WHAT THE EXERCISE ASKS:
Copy the records below word for word, starting with the line that contains "Would you please identify the woman's face" and going on through the line that contains "column 211, row 656".

--- BEGIN ENTRIES SUPPLIED ---

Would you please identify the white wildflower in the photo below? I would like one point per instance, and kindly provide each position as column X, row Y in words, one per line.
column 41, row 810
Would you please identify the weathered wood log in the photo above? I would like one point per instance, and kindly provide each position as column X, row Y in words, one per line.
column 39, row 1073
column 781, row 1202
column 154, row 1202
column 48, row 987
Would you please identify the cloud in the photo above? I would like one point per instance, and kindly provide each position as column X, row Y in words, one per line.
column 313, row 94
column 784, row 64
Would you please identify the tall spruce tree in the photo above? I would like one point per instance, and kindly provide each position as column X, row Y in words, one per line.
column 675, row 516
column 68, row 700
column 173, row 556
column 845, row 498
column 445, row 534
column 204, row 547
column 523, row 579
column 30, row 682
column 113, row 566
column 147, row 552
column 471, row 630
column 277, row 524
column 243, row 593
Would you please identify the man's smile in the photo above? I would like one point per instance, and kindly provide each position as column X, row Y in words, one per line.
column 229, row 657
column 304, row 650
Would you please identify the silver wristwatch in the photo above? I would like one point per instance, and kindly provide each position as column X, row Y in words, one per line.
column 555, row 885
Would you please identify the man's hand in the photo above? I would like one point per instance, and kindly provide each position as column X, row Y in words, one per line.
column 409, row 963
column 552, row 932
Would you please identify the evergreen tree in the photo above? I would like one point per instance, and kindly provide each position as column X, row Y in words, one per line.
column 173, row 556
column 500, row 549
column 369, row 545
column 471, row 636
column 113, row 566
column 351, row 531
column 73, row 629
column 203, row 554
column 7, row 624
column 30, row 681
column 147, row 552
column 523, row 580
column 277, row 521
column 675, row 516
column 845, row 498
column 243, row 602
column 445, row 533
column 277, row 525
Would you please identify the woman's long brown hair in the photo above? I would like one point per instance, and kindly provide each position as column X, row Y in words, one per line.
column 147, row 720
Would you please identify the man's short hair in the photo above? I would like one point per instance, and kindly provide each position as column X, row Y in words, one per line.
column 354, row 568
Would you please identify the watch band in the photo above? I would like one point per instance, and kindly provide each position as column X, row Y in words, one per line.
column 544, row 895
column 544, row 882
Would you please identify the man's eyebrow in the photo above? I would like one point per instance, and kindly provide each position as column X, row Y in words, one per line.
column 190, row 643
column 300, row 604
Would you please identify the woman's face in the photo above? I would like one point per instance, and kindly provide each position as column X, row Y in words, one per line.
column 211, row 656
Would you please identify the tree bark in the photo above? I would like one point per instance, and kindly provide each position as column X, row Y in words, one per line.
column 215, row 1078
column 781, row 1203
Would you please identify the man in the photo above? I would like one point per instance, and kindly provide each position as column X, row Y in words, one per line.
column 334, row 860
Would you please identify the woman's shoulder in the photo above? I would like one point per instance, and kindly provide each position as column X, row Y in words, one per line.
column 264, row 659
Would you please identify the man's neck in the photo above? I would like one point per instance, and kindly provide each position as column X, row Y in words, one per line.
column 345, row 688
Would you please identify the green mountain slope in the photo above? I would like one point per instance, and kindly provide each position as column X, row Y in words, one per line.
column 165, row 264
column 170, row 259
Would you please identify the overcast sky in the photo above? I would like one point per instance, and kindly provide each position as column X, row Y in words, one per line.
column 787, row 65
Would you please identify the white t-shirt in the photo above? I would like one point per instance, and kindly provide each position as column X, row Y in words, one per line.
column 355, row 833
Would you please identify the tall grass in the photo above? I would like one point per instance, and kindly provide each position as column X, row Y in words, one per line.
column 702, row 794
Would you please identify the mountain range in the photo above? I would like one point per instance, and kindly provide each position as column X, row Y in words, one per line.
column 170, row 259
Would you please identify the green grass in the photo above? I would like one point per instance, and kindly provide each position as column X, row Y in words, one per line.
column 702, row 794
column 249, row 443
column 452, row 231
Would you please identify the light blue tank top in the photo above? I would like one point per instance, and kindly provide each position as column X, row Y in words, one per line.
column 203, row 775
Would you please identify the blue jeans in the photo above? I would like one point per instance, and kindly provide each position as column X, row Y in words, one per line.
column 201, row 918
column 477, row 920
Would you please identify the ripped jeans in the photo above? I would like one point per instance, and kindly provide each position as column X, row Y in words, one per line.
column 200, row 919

--- END ENTRIES SUPPLIED ---

ANSWER TO THIS PROBLEM:
Would you please identify the woman's face in the photo above? I would like one point per instance, and kindly provide each position as column X, row Y in words, one per line.
column 211, row 656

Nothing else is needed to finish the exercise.